• **Short problem**:
Set down, unchanged, everything from the line containing "twisted tree trunk?" down to the end of the records.

[begin Provided data]

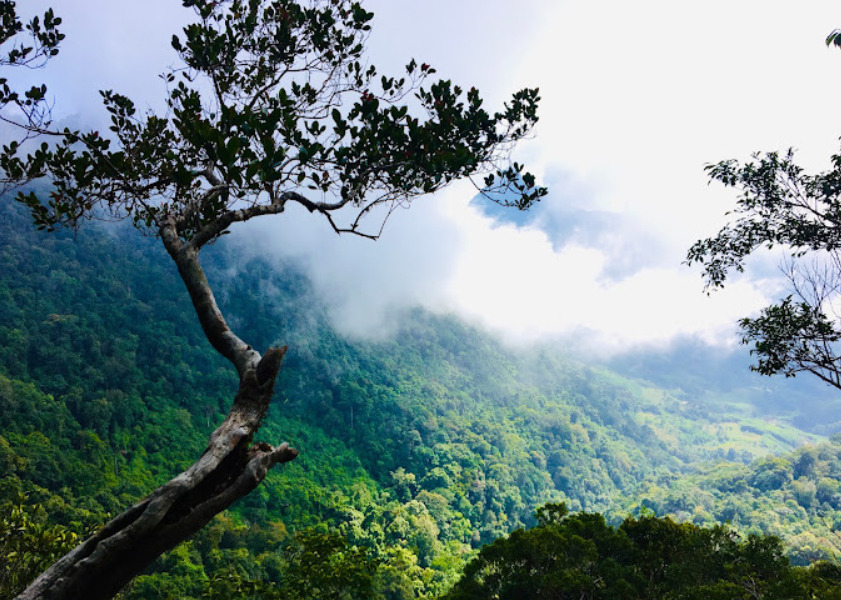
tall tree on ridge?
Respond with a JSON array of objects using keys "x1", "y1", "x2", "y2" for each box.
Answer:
[{"x1": 0, "y1": 0, "x2": 546, "y2": 600}]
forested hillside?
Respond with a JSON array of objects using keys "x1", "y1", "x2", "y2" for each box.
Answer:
[{"x1": 0, "y1": 201, "x2": 841, "y2": 598}]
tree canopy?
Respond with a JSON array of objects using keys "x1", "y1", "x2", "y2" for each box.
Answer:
[
  {"x1": 0, "y1": 0, "x2": 546, "y2": 599},
  {"x1": 687, "y1": 38, "x2": 841, "y2": 389}
]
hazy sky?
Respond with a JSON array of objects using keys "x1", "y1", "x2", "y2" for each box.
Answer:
[{"x1": 19, "y1": 0, "x2": 841, "y2": 350}]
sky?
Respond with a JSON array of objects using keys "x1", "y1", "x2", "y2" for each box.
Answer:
[{"x1": 20, "y1": 0, "x2": 841, "y2": 353}]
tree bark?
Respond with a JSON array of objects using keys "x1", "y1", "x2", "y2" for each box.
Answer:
[{"x1": 16, "y1": 228, "x2": 298, "y2": 600}]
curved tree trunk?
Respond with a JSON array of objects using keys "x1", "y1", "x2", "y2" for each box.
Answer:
[{"x1": 16, "y1": 227, "x2": 298, "y2": 600}]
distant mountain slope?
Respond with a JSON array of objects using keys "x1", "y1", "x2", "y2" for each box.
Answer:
[{"x1": 0, "y1": 200, "x2": 832, "y2": 597}]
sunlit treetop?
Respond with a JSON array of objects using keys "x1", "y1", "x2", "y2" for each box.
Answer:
[{"x1": 0, "y1": 0, "x2": 546, "y2": 248}]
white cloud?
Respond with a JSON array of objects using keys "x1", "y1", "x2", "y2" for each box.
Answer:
[{"x1": 16, "y1": 0, "x2": 841, "y2": 350}]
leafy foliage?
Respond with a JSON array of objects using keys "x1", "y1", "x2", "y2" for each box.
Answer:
[
  {"x1": 687, "y1": 39, "x2": 841, "y2": 389},
  {"x1": 0, "y1": 494, "x2": 78, "y2": 599},
  {"x1": 0, "y1": 0, "x2": 546, "y2": 239},
  {"x1": 444, "y1": 506, "x2": 841, "y2": 600}
]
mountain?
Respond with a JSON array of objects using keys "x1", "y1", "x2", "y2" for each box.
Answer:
[{"x1": 0, "y1": 200, "x2": 836, "y2": 598}]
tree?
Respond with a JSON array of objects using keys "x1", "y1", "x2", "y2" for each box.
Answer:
[
  {"x1": 444, "y1": 504, "x2": 824, "y2": 600},
  {"x1": 687, "y1": 38, "x2": 841, "y2": 389},
  {"x1": 0, "y1": 0, "x2": 546, "y2": 599}
]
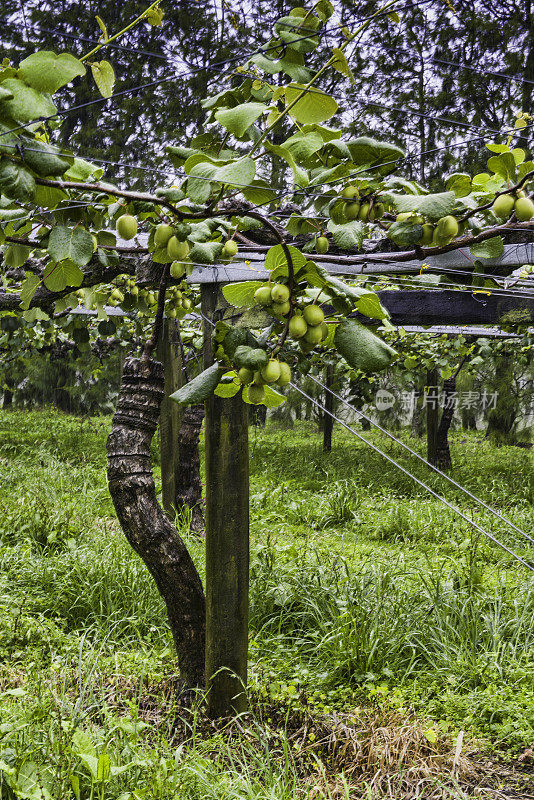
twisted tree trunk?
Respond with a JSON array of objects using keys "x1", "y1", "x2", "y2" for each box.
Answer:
[{"x1": 107, "y1": 358, "x2": 206, "y2": 687}]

[end Provided data]

• **Finished answer**:
twisted tree trunk?
Respond with a JSON array of objects using keys "x1", "y1", "x2", "y2" for each box.
Answer:
[{"x1": 107, "y1": 358, "x2": 206, "y2": 687}]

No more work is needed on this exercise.